Nov 8 - Fitch Ratings affirms the 'A+' rating on the following Illinois
Municipal Electric Agency (IMEA) outstanding bonds:
--$131.9 million power supply revenue bonds series 2006;
--$571.3 million power supply revenue bonds series 2007A;
--$29.6 million power supply revenue bonds series 2007B;
--$38.2 million power supply revenue refunding bonds series 2007C;
--$10 million power supply revenues bonds series 2009A;
--$16.9 million power supply revenue bonds taxable series 2009B;
--$294.7 million power supply revenues bonds (BABS) series 2009C;
--$140.2 million power supply revenue bonds (BABS) series 2010A.
Fitch has withdrawn the 'A+' rating on the Illinois Municipal Electric Agency
(IL) power supply system revenue bonds series 2010B as the bond was not sold.
The Rating Outlook is Stable.
The bonds are secured by the net revenues of the power supply system after
payment of operating and maintenance expenses. Net revenues include payments
pursuant to long-term take-and-pay all-requirements contracts expiring in 2035
with IMEA's 32 participants. The power sales contracts are viewed as having an
implied unlimited step-up provision.
KEY RATING DRIVERS
STABLE JOINT ACTION AGENCY: IMEA supplies wholesale power to its 32
participating members - municipal electric systems who serve cities and villages
located throughout the state of Illinois. The participants are obligated to pay
IMEA's power supply costs, including debt service, as an operating expense of
their respective systems, which is ahead of member's own debt service.
INCREASED OWNERSHIP OF POWER RESOURCES: IMEA's power resources are becoming
increasingly diverse as the agency implements a strategy to increase owned
generation and reduce purchased power. Following the recent commercial operation
of both units at the Prairie State Energy Campus (PSEC) and the Trimble County
Unit #2, IMEA has achieved greater control and certainty of power supply and
related costs, albeit at a higher initial price and debt burden.

◆ ◆ ◆ ◆ ◆

Task instructions
State whether each statement agrees with the Fitch notice on the agency's bonds: (a) the contracts with the participants expire in 2035; (b) Fitch withdrew the rating on the series 2010B bonds because they were sold; (c) the Rating Outlook is Negative. Answer yes or no for each, quoting the words of the notice that settle it. The lines that follow come from a separate source.

◆ ◆ ◆ ◆ ◆

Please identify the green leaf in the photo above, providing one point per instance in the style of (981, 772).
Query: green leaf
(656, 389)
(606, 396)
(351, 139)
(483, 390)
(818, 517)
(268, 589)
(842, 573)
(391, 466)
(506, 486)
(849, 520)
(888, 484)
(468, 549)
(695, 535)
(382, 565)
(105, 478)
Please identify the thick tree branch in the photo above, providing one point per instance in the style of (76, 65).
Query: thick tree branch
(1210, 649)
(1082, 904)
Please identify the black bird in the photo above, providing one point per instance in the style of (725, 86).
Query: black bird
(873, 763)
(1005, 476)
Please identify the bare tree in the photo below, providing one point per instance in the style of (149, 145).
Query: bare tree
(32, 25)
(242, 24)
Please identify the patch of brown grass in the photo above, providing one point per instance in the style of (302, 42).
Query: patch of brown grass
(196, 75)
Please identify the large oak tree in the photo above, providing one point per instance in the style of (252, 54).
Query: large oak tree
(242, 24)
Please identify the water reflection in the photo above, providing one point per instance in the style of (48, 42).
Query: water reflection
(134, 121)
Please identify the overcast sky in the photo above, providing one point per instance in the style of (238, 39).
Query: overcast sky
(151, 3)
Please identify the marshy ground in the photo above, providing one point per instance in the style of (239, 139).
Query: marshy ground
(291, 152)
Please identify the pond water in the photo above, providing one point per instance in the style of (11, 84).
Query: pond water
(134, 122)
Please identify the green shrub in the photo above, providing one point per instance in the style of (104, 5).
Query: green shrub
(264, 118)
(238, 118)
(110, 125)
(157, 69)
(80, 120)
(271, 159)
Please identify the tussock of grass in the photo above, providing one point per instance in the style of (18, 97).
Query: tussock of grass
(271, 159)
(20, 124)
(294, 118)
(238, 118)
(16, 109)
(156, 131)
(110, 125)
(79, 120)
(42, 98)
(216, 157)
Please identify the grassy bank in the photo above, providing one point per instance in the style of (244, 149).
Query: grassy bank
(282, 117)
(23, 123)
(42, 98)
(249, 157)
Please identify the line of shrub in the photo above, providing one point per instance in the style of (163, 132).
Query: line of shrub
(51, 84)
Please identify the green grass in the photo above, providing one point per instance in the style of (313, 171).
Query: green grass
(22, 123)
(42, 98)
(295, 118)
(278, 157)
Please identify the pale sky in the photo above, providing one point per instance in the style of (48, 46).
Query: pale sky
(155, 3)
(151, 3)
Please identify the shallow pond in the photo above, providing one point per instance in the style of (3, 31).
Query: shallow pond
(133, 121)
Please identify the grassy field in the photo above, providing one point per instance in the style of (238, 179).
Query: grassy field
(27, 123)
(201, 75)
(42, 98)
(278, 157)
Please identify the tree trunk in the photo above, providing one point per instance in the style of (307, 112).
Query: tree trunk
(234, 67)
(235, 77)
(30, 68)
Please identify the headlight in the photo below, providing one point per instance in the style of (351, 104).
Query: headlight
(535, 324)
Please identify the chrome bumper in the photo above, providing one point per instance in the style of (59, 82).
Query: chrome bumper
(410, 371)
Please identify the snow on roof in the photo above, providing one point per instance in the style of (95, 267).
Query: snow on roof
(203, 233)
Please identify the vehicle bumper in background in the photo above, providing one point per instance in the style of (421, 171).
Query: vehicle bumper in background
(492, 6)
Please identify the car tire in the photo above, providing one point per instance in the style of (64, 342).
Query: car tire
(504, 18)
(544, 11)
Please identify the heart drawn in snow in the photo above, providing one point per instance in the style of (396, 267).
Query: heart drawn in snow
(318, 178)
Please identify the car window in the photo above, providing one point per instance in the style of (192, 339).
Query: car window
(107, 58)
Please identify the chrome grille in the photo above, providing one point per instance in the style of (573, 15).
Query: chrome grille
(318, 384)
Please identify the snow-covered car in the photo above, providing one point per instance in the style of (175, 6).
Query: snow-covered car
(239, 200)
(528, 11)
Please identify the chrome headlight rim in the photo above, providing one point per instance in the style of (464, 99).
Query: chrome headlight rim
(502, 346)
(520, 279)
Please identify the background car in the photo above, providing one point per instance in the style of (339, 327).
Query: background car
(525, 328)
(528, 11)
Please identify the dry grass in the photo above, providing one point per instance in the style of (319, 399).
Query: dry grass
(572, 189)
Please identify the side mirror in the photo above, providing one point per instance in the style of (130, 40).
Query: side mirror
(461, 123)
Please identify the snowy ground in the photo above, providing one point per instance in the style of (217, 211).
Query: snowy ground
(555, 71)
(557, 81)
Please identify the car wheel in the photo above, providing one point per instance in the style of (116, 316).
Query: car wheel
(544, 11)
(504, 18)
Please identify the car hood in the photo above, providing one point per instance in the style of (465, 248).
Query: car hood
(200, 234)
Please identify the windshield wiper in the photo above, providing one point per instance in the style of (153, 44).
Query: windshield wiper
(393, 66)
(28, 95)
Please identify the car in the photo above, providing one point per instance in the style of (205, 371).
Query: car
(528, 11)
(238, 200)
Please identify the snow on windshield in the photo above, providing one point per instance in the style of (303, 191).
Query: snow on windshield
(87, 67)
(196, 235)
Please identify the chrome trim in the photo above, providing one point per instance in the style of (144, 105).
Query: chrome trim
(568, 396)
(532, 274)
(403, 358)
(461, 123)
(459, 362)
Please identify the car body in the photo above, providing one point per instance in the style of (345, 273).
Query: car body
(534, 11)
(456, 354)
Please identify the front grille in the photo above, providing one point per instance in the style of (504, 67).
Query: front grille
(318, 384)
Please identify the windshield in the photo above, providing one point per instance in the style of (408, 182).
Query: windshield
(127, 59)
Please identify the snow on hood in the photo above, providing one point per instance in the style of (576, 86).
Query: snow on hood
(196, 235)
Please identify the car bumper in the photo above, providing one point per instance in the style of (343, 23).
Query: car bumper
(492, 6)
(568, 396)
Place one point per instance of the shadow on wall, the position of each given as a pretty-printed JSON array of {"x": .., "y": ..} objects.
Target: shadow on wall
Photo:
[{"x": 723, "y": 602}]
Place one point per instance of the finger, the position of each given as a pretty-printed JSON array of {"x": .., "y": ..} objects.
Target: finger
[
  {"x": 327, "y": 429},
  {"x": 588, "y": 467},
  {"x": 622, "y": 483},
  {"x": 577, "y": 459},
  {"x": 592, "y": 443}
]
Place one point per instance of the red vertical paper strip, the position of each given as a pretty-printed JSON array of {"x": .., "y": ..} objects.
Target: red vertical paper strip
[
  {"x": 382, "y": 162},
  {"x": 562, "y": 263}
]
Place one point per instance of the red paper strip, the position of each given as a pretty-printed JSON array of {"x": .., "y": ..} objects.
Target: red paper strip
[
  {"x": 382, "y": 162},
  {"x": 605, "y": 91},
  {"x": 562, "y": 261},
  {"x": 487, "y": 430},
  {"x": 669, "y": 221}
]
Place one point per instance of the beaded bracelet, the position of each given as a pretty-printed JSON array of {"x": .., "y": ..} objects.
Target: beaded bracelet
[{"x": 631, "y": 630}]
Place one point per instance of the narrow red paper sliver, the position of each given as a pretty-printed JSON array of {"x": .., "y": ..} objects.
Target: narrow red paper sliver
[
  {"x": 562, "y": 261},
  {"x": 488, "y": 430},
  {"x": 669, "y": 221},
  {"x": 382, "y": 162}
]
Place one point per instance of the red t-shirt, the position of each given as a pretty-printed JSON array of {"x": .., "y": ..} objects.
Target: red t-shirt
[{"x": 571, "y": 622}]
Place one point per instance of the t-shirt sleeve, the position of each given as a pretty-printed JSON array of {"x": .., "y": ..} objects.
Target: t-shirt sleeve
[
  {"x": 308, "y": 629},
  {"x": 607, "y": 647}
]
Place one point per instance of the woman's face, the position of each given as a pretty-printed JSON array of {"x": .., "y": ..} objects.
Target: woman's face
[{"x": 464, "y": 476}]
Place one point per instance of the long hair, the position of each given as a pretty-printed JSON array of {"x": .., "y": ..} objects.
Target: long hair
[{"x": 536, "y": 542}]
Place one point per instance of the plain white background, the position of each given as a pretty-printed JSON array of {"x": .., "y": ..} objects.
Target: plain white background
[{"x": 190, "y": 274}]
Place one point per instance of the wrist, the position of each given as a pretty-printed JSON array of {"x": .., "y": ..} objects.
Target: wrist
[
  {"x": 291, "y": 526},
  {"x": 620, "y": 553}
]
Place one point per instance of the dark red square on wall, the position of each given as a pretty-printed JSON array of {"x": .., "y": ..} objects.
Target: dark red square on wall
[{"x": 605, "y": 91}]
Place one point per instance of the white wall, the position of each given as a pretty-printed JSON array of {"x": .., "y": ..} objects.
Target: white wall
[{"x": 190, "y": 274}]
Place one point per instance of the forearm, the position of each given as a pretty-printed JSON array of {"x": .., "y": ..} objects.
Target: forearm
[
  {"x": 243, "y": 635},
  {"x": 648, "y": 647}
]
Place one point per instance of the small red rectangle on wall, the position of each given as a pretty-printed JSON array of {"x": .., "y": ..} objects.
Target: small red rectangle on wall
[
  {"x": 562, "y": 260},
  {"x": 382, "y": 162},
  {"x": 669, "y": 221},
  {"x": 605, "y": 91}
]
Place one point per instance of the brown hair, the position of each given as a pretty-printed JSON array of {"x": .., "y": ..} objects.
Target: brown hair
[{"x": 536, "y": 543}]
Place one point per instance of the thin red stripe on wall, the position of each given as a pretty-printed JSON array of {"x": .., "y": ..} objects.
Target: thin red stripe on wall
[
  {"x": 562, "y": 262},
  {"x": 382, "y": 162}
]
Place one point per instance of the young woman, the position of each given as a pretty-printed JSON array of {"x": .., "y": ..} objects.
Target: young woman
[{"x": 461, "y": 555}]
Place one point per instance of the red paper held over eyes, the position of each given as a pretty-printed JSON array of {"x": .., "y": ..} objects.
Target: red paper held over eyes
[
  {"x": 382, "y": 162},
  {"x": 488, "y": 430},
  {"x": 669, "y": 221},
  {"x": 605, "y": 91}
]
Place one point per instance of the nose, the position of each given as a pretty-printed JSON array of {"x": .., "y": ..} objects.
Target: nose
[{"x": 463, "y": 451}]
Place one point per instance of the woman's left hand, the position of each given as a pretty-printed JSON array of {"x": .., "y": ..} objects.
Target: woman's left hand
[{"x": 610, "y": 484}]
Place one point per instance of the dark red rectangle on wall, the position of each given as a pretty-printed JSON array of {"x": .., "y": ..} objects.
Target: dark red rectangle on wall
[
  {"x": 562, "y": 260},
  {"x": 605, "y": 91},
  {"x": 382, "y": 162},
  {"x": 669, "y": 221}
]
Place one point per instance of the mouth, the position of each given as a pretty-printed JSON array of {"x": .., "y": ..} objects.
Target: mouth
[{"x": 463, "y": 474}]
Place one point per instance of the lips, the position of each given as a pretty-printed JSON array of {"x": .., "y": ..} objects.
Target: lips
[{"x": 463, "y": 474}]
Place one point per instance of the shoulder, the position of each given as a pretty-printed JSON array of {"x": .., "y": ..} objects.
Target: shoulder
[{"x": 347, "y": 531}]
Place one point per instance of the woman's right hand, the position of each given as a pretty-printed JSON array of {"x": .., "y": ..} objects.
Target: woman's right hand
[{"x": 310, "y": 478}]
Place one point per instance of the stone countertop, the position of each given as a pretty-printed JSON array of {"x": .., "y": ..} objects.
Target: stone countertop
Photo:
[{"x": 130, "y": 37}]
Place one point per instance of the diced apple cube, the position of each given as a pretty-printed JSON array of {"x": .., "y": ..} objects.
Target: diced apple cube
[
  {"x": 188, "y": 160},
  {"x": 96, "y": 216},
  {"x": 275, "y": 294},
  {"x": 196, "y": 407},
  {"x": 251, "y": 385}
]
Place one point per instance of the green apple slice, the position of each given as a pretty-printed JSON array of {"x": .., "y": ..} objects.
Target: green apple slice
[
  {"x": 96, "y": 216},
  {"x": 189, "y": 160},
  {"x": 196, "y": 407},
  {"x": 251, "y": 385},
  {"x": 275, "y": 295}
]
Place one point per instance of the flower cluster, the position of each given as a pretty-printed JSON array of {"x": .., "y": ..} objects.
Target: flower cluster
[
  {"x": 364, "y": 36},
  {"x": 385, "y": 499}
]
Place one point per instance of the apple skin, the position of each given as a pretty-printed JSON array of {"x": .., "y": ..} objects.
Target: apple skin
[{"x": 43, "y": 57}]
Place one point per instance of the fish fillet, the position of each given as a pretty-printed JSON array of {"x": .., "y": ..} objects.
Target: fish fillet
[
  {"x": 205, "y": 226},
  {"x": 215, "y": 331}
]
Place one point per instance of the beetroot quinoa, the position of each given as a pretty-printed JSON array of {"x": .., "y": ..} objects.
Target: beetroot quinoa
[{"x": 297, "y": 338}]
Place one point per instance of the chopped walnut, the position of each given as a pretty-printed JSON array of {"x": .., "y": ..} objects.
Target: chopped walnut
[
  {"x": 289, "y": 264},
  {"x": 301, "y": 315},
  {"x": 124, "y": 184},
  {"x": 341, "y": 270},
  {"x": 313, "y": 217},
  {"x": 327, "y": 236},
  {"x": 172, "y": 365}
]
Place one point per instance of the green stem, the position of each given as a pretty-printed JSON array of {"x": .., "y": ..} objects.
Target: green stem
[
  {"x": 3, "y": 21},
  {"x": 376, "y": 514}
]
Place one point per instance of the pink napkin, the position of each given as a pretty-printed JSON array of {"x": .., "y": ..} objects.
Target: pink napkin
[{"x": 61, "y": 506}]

◆ ◆ ◆ ◆ ◆

The answer
(a) Yes: "contracts expiring in 2035"
(b) No: "as the bond was not sold"
(c) No: "The Rating Outlook is Stable."